> **EXERCISE GOAL**: Repeat the whole listing below exactly as it reads.

> **DATASET EXCERPTS**:
══════════

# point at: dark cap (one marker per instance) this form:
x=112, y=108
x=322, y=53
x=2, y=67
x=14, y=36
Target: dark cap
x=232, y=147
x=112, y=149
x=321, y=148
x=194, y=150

══════════

> **PROBLEM SOLUTION**:
# point at: dark cap (one marker per instance) this form:
x=112, y=108
x=322, y=53
x=2, y=67
x=14, y=36
Target: dark cap
x=232, y=147
x=112, y=149
x=321, y=148
x=194, y=150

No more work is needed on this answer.